Scottish Hospitality Group’s revenues drop £9.6 million in December

stephen

A trading update from members of the Scottish Hospitality Group, made up of 10 of Scotland’s most successful hospitality businesses, showed they took in only 20% of last year’s earnings during the vital Christmas trading period a drop of £9.6m over December compared to last year.

The Scottish Hospitality Group comprises many of the country’s largest and best-known restaurant and bar businesses, including The DRG Group, Buzzworks Holdings, Signature Pubs, Montpeliers, Manorview Group, Lisini Pub Co, Caledonia Inns, G1 Group, The Townhead Hotel Lockerbie, Mor-Rioghain Group, and Caledonian Heritable.

Collectively they have  200 outlets, each of which lost on average £12,000 per week which means that this year they saw revenues slashed by 80% –  a £9.6 million drop. Usually (in a normal year) the group have a turnover over £275m a year and are responsible for 6,000 staff.

The massive cut in revenue will impact on payments for property rent, utilities and equipment rent until at least the summer, affecting suppliers, investors such as pension funds, and others who depend on the industry. It will also throw into doubt existing plans for £30m of investment in 27 premises which would create hundreds of new jobs as well as protecting existing ones.

During the lockdown, businesses continue to spend on average nearly £6000 per week per premises on fixed costs and contributions to the furlough scheme. Meanwhile, much of the promised support has yet to come through and it is unclear even what businesses are entitled to due to conflicts between the Holyrood and Westminster governments.

DATASET RECORDS

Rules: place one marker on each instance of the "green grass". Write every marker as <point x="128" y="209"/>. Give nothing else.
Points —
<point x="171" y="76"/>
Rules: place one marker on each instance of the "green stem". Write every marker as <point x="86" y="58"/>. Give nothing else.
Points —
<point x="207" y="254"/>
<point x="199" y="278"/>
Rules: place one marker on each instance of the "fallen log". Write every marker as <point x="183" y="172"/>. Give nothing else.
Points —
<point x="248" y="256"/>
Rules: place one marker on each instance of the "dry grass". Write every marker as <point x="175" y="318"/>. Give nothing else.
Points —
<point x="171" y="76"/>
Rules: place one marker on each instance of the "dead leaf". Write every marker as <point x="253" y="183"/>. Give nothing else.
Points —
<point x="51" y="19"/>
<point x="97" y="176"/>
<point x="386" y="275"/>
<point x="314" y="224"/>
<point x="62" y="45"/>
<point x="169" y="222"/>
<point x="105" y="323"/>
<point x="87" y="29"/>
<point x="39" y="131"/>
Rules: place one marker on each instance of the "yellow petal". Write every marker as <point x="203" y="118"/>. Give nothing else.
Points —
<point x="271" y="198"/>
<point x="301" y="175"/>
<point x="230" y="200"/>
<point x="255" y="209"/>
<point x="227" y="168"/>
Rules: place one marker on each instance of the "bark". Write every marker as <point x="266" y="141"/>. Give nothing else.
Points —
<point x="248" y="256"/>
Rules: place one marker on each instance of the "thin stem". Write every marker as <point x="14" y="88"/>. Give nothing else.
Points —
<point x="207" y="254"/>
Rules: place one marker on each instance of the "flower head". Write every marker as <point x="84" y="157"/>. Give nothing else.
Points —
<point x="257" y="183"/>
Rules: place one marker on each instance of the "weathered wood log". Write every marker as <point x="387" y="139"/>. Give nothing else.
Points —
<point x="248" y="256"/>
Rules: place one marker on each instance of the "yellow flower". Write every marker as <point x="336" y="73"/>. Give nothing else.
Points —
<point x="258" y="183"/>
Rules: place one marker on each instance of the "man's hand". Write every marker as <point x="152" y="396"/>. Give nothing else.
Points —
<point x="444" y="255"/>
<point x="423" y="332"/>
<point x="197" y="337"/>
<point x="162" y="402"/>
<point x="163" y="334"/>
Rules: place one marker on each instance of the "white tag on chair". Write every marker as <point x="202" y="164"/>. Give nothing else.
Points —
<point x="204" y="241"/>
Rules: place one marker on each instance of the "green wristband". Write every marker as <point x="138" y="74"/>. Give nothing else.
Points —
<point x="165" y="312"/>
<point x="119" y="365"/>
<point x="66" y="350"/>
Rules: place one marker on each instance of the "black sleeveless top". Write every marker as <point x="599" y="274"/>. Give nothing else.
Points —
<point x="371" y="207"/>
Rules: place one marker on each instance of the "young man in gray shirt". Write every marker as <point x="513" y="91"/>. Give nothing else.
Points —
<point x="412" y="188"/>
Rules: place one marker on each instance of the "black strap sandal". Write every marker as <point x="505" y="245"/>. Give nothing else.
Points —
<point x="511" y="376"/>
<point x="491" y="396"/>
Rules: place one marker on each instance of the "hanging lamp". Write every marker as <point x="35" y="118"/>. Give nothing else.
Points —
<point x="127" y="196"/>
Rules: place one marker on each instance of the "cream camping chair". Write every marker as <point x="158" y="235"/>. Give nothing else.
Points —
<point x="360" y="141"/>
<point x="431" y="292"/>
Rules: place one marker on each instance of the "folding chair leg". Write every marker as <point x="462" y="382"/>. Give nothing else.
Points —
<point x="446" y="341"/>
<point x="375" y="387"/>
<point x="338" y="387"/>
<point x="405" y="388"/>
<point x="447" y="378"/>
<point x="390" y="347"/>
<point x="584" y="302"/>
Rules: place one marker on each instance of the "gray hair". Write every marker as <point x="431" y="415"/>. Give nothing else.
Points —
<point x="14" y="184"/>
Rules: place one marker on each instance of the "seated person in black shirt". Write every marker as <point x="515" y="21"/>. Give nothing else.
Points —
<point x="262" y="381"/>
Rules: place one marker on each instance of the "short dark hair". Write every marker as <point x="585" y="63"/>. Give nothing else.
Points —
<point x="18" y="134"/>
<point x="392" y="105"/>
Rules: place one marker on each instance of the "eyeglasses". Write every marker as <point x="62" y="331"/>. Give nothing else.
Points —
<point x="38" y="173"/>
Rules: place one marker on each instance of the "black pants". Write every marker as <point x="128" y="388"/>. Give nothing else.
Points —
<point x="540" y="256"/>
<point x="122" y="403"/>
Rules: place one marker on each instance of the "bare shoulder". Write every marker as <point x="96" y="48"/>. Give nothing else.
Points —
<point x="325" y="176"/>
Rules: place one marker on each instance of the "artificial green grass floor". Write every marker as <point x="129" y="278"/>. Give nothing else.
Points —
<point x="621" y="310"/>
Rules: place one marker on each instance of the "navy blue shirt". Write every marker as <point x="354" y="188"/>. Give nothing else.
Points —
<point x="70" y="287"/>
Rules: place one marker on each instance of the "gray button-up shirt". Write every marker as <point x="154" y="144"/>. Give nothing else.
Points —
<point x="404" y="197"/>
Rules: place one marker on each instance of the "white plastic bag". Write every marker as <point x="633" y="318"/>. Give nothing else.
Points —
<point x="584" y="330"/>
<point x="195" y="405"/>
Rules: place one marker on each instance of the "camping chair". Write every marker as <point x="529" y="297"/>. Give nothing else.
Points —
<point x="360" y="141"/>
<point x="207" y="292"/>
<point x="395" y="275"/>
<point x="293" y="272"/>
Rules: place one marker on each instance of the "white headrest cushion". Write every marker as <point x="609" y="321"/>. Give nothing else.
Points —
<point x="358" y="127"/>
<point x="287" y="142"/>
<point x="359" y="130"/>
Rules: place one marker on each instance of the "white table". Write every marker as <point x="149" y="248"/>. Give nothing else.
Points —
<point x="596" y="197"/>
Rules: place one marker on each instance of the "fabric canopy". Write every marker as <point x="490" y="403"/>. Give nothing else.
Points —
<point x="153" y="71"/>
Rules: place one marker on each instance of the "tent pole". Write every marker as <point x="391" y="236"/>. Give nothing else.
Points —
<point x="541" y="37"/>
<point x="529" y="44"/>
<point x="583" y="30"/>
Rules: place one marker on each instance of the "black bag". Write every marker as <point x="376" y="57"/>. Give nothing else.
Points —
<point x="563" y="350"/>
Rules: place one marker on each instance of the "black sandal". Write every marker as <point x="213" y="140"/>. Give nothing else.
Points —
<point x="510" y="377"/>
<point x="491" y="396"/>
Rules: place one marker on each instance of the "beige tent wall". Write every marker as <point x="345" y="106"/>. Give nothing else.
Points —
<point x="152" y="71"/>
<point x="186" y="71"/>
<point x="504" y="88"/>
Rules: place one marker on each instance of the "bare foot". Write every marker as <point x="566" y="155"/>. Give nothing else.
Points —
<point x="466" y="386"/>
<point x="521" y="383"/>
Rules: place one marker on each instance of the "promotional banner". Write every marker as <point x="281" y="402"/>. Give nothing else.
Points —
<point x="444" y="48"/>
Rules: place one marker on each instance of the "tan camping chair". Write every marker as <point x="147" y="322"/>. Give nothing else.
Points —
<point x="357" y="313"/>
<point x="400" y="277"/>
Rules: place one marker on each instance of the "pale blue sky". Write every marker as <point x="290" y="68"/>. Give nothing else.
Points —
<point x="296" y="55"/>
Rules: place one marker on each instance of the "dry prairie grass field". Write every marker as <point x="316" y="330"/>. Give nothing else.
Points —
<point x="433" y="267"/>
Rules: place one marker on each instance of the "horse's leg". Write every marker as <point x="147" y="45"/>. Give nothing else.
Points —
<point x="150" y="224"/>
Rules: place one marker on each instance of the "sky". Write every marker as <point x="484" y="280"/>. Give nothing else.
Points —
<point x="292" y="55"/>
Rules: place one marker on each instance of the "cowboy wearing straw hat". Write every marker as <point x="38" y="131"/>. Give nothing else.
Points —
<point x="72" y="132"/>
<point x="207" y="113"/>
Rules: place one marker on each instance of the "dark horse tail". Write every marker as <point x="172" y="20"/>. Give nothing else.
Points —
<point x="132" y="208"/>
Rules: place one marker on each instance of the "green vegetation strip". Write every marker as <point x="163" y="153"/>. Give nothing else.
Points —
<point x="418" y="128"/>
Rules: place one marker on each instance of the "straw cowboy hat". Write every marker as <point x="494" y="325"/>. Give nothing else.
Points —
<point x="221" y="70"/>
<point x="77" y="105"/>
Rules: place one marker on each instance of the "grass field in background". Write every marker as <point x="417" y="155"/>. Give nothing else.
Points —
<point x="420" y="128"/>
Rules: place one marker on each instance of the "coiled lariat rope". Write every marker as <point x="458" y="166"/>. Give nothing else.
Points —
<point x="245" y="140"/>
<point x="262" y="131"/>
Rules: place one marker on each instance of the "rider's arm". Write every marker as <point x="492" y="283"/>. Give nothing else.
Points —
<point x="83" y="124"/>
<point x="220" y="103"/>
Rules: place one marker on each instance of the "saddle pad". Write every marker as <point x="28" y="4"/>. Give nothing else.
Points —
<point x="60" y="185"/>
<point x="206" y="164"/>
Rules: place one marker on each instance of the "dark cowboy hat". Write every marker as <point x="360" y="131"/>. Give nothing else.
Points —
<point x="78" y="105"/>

WORK ORDER 1
According to the article on the Scottish Hospitality Group's December revenues, what was the average weekly loss for each outlet?
WORK ORDER 2
Please extend the article on the Scottish Hospitality Group's December losses with a further paragraph or two, picking up right after its final sentence.

ANSWER BOX 1
£12,000 per week.

ANSWER BOX 2
Stephen Montgomery, spokesperson for SHG, said, “Without Christmas, when we earn around 30% of our entire annual income, most hospitality businesses just aren’t viable. We’ve had the worst December’s trading in living memory and we’re facing the worst start to a year ever. Instead of helping, our political leaders are squabbling with each other. It’s like arguing about who throws the lifebelt when someone’s already underwater.

As well as confusion about the support available to businesses, there are major delays between funding being announced and it being paid out.

Stephen added, “The continued furlough scheme is welcome but it’s there to protect jobs rather than businesses, and we still have to pay all sorts of fixed costs. Even those businesses that survive will seriously struggle to recover this year. Not only is the support completely inadequate, in many cases what little is available hasn’t appeared months after it was promised.

“We will soon be proposing specific, realistic measures that both governments can introduce so we’ve got a fighting chance of getting back on our feet by next year. First of all though, we need them to grow up and start working together so that the hospitality sector still exists to drive our economic recovery once the virus is under better control.”